[Start Data for this task]

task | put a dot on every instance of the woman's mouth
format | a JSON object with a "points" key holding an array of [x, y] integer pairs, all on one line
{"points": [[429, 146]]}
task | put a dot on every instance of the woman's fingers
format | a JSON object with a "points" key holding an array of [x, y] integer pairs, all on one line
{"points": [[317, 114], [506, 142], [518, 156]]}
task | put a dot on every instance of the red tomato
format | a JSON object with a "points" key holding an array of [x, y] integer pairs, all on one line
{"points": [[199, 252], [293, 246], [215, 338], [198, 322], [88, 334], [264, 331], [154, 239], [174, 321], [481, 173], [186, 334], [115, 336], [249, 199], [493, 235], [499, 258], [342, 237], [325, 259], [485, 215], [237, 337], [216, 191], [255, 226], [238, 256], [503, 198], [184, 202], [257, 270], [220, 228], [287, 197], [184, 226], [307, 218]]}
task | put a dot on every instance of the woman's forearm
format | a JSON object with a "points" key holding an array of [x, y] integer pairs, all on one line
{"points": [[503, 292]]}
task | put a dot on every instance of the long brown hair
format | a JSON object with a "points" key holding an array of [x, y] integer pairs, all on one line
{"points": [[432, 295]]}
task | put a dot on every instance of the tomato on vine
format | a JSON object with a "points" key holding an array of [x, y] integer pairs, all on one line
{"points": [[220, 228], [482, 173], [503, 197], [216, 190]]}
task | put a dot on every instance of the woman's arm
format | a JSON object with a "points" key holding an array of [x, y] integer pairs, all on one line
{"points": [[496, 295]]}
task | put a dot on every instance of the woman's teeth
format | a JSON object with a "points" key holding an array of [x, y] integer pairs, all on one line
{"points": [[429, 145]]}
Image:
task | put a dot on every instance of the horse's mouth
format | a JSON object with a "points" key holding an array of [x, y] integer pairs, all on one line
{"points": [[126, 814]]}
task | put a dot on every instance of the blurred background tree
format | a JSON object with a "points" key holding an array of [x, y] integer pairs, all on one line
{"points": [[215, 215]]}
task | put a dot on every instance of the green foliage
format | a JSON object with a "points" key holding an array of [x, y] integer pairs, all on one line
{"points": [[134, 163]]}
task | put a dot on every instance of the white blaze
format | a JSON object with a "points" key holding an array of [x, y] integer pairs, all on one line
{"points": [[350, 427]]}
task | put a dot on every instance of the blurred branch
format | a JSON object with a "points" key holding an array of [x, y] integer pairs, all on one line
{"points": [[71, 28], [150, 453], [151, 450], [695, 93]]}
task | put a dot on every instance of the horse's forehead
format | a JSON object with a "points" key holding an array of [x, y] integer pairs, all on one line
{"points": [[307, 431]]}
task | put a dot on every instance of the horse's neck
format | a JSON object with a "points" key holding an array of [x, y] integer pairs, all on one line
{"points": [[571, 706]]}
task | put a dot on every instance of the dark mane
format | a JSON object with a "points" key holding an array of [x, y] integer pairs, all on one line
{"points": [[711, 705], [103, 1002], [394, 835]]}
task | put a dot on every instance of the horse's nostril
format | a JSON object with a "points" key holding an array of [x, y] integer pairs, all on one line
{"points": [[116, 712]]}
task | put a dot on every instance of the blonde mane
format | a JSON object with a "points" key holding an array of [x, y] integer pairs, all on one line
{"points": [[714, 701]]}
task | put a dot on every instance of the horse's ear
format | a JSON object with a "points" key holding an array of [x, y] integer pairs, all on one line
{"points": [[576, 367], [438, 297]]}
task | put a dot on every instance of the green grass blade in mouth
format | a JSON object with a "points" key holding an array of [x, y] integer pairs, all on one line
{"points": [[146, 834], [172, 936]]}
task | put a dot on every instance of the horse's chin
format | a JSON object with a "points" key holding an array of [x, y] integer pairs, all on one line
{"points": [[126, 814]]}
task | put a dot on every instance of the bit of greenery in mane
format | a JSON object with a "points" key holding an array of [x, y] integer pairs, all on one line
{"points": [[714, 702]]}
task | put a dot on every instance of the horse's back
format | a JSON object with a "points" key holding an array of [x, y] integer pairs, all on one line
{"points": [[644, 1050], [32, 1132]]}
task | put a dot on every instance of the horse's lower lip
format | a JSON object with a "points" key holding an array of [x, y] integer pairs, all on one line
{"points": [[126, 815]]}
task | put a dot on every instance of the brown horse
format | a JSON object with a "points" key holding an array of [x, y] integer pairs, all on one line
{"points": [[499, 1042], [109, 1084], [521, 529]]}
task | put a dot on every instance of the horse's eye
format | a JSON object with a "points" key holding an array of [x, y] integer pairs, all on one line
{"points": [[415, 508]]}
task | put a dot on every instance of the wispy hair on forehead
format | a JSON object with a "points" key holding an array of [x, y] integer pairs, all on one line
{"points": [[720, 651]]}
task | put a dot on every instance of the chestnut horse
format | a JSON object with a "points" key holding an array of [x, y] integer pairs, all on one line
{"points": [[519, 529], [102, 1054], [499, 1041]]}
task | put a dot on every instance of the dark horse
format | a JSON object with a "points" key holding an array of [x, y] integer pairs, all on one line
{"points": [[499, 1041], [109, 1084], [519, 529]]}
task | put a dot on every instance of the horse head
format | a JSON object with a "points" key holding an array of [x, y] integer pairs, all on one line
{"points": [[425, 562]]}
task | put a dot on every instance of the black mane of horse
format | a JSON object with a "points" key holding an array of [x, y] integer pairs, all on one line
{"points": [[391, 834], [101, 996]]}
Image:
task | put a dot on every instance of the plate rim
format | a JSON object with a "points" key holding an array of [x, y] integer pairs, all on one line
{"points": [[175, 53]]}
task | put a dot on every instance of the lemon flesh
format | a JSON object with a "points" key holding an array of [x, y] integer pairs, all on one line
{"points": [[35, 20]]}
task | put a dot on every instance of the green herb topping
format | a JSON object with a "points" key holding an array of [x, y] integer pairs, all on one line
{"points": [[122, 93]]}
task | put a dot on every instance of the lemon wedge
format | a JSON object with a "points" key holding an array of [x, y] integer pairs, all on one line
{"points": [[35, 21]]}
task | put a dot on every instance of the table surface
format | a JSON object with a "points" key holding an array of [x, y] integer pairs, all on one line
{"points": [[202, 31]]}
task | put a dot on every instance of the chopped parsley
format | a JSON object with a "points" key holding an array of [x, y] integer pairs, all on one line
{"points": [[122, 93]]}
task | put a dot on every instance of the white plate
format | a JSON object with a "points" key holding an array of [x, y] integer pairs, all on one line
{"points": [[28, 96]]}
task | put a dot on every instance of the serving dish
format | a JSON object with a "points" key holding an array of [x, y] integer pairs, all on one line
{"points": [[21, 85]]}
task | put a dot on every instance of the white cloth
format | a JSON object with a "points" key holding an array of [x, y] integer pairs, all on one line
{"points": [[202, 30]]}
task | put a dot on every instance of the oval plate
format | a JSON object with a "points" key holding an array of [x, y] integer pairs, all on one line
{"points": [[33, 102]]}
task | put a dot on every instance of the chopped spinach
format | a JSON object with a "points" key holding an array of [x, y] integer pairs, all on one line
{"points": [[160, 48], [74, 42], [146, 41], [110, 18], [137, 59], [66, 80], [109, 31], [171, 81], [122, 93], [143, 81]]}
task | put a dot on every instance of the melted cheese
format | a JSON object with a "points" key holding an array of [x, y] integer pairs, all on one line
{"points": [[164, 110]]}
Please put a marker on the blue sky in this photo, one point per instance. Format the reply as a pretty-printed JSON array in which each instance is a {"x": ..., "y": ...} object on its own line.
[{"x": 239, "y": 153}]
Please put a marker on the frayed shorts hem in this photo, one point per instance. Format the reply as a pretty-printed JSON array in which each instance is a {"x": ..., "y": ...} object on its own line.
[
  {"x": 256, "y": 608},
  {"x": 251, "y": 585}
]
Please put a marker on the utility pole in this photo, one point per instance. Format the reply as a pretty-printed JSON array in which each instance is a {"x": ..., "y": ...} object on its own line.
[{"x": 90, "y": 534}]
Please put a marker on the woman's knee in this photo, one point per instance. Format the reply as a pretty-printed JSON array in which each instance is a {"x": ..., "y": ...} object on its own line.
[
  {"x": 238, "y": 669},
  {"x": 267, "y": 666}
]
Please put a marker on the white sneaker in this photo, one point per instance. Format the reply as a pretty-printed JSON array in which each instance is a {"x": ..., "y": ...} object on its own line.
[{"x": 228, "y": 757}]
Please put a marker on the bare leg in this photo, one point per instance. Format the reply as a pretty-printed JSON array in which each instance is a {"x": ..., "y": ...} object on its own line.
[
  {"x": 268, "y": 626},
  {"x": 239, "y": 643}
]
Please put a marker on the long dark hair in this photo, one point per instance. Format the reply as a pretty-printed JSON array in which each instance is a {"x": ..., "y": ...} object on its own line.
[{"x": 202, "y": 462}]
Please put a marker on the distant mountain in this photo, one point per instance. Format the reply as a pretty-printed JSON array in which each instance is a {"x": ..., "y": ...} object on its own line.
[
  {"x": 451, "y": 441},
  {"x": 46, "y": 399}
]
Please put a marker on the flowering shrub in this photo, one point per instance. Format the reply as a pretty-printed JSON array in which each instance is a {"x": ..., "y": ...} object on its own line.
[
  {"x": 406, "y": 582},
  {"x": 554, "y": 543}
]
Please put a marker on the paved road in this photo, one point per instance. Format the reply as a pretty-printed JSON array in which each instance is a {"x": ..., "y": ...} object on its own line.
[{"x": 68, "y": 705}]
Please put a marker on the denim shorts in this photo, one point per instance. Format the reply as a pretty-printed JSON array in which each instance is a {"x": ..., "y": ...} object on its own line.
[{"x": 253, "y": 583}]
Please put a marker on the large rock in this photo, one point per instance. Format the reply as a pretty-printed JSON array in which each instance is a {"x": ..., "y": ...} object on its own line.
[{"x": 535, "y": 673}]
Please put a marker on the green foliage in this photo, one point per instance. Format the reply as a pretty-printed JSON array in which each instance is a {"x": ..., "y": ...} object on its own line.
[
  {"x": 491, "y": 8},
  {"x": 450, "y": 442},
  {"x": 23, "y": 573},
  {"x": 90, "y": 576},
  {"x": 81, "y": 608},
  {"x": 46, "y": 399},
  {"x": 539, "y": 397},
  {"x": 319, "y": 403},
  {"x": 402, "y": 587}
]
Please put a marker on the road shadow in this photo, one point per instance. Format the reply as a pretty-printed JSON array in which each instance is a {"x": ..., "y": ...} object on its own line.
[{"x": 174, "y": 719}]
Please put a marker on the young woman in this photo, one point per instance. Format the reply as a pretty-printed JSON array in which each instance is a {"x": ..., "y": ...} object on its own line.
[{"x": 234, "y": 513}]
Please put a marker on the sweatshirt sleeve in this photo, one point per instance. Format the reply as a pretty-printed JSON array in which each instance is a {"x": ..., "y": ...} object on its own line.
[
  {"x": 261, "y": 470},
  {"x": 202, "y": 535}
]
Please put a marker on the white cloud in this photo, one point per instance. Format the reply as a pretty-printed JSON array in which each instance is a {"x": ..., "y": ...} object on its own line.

[End Data for this task]

The exercise ▸ Return the line that contains "Please put a marker on the road" and all lines after it, verbatim, and nothing else.

Task answer ▸
Please put a marker on the road shadow in this photo, one point per instance. Format the reply as a pretty-printed JSON array in which each instance is a {"x": ..., "y": ...} object on its own line.
[{"x": 174, "y": 719}]
Please put a marker on the young woman in this photo, one point per instance. Format the reply as a pretty-printed JSON array in which each instance is a {"x": ..., "y": ...} object on its own line.
[{"x": 234, "y": 513}]
Please put a marker on the sweatshirt sleeve in this photo, one point per instance. Format the reply as a pretty-printed JSON array in which each instance is a {"x": ..., "y": ...} object on its own line.
[
  {"x": 261, "y": 470},
  {"x": 202, "y": 535}
]
Please put a marker on the white cloud in this photo, one point per instance. Format the reply as a pretty-printed JSON array in which each instance is a {"x": ..., "y": ...} object on its own line.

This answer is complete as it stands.